(Dataset content begins)
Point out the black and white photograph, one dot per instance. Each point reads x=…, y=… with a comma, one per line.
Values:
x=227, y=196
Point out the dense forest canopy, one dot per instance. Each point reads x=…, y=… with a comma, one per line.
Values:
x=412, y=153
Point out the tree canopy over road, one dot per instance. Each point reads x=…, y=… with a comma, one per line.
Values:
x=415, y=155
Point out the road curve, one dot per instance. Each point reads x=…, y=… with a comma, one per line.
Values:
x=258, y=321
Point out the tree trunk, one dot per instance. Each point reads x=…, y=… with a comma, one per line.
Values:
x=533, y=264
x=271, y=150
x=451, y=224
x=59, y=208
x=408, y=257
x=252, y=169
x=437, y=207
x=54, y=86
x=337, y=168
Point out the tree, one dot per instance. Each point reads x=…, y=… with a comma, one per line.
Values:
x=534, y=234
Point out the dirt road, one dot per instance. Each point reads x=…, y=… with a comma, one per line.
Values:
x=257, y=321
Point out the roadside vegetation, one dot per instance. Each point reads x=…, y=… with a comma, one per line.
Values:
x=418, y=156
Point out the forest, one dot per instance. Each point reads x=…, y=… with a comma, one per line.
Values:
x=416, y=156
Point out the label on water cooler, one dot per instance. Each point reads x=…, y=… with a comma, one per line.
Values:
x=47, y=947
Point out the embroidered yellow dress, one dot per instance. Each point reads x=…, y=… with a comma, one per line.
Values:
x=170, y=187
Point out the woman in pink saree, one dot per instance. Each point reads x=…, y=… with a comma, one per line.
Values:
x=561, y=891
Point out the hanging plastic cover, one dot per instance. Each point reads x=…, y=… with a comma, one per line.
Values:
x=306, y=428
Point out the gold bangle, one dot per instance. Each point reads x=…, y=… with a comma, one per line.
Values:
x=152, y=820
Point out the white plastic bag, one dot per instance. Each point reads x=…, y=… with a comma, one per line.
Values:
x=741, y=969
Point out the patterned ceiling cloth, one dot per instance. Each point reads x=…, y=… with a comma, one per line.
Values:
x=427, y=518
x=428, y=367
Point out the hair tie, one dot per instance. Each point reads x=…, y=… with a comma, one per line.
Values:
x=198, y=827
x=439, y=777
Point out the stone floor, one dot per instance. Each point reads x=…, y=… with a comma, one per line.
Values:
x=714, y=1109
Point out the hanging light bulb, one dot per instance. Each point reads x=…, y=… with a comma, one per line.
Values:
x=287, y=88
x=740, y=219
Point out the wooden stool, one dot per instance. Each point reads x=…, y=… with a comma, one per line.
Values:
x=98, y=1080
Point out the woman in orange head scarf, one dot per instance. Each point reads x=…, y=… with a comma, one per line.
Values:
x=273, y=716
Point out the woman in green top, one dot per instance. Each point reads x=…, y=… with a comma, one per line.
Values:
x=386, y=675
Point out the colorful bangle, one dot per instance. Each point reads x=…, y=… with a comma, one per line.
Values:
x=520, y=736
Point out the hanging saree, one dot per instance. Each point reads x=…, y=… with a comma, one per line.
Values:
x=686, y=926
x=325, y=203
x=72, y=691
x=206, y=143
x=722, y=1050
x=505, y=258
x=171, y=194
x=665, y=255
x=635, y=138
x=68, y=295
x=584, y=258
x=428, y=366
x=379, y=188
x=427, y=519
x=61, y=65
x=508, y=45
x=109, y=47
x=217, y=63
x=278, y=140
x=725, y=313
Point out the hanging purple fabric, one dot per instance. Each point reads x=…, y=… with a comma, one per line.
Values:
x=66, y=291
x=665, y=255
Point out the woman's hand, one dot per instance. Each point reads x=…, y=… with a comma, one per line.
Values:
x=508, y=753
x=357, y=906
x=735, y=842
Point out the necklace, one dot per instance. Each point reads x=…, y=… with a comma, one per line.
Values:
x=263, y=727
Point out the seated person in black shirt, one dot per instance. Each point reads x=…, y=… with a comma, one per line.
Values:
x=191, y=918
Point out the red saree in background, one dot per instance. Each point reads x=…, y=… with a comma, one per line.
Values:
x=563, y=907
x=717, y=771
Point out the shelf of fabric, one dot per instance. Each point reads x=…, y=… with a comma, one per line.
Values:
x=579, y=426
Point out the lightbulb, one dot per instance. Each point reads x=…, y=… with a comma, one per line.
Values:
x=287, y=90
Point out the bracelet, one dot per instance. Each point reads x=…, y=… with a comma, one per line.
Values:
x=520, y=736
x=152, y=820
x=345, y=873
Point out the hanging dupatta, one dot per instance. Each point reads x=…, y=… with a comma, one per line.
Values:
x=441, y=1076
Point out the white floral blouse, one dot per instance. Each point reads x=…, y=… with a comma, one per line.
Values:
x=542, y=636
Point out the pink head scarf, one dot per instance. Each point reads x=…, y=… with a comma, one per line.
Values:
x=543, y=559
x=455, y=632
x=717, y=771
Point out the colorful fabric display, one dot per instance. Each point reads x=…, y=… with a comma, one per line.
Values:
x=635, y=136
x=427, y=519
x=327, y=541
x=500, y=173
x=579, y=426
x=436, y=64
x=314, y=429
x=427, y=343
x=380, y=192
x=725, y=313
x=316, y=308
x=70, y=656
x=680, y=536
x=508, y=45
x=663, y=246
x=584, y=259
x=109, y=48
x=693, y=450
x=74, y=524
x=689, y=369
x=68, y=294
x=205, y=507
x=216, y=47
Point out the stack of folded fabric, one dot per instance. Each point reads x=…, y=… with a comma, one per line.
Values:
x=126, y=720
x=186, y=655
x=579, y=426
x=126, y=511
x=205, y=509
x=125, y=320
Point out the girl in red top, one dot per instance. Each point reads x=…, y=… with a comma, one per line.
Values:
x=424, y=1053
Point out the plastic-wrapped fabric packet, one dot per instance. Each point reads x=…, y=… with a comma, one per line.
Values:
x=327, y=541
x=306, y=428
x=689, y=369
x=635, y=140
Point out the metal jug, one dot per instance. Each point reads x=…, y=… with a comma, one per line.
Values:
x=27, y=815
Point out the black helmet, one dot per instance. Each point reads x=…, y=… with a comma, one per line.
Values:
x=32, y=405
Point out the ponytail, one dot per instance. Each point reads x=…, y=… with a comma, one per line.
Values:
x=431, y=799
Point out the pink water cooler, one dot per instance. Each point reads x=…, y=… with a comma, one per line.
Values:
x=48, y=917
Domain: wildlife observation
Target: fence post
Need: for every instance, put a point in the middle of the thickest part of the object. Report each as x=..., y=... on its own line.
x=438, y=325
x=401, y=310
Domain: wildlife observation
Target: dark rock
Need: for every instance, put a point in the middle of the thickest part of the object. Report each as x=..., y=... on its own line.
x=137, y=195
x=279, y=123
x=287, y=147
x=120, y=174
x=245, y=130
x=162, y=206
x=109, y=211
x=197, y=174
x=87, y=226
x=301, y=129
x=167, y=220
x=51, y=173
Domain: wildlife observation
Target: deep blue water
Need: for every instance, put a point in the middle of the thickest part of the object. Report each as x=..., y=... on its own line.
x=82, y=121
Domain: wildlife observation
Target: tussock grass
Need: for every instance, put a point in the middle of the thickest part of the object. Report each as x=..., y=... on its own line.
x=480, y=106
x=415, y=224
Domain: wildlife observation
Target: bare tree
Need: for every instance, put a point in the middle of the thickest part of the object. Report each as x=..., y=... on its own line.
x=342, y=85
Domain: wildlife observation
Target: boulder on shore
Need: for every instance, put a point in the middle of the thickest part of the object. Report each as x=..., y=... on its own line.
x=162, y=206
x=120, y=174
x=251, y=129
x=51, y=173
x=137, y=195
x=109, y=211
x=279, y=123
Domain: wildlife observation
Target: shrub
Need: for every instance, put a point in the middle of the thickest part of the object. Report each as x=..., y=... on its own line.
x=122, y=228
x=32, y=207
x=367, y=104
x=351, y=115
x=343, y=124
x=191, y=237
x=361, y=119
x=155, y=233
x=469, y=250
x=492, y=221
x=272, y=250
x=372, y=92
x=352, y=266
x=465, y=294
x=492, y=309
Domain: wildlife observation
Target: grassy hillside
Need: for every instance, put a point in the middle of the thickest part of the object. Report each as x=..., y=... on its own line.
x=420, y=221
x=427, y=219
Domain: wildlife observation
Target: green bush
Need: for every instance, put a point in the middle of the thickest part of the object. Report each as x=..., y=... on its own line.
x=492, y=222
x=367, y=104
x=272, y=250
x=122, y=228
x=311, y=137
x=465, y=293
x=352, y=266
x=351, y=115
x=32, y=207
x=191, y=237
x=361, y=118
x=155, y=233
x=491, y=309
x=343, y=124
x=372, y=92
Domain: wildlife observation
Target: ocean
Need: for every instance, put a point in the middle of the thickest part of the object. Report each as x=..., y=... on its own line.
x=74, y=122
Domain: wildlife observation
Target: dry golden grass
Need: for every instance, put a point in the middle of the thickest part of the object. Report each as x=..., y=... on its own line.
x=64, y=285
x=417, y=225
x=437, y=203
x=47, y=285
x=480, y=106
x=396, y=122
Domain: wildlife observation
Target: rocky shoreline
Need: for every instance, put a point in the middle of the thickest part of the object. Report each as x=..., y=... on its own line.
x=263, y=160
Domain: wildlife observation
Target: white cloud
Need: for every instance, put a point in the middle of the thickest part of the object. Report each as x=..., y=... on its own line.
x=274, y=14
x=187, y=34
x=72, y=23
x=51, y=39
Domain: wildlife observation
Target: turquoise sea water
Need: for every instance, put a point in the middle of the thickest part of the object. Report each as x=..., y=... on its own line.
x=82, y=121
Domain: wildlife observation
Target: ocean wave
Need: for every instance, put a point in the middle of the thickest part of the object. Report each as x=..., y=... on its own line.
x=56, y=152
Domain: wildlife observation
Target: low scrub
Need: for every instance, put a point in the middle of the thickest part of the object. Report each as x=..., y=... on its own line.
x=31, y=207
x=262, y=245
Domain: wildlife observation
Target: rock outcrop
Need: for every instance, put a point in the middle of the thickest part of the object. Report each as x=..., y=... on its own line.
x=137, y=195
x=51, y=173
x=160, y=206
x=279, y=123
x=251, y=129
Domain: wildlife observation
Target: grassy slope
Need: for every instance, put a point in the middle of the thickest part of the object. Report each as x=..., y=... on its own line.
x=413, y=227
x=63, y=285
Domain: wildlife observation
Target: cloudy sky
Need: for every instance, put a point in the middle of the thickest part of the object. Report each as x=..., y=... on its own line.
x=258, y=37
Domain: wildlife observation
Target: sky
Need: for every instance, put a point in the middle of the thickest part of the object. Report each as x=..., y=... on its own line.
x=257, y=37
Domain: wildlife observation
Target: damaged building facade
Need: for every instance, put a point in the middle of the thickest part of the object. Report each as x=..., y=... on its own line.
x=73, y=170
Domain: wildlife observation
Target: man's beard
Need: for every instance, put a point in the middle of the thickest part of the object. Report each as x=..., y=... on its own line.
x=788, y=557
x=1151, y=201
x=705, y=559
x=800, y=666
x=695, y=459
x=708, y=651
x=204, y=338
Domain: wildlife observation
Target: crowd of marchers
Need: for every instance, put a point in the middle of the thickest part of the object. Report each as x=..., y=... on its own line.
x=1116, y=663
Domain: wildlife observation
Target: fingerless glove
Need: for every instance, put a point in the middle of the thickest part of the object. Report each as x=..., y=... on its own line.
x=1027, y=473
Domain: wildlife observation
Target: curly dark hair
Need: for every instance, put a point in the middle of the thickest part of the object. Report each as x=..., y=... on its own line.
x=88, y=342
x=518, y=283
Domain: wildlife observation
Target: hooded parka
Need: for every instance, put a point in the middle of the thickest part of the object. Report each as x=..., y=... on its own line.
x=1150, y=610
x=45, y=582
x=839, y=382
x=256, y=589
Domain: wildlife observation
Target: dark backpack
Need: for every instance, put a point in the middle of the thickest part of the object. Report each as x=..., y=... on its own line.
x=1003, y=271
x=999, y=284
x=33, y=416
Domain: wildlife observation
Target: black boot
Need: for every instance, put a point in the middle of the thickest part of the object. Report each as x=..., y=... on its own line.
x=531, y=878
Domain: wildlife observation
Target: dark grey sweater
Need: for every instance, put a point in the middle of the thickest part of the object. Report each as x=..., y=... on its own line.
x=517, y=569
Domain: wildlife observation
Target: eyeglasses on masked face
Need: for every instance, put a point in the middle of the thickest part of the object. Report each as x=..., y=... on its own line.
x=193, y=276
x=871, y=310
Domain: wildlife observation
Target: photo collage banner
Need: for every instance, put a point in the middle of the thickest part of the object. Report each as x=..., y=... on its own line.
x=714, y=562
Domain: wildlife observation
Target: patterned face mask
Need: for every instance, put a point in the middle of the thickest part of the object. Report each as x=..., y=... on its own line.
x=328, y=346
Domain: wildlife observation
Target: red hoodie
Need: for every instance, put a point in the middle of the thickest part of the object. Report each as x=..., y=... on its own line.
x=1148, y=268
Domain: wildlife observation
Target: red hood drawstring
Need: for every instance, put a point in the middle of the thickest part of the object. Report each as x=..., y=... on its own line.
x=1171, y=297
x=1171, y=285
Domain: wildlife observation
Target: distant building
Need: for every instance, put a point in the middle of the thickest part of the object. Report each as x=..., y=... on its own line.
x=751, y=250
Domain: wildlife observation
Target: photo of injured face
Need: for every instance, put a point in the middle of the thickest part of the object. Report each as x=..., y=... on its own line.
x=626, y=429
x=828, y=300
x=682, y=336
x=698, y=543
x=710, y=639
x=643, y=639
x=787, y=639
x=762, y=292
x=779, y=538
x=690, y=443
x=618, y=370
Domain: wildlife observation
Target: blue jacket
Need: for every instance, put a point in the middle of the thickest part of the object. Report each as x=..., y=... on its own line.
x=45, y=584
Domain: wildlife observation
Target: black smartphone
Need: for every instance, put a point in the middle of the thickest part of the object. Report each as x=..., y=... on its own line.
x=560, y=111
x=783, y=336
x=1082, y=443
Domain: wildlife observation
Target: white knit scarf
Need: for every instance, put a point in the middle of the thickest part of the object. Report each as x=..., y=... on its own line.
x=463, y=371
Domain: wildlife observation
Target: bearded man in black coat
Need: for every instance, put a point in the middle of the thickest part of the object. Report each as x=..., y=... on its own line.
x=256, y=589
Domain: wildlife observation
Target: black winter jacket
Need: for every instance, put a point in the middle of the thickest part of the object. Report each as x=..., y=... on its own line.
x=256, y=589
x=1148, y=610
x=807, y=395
(Dataset content ends)
What the exercise asks
Tally up the lines holding the string "cooler" in this listing, and report the total alone.

Exercise answer
2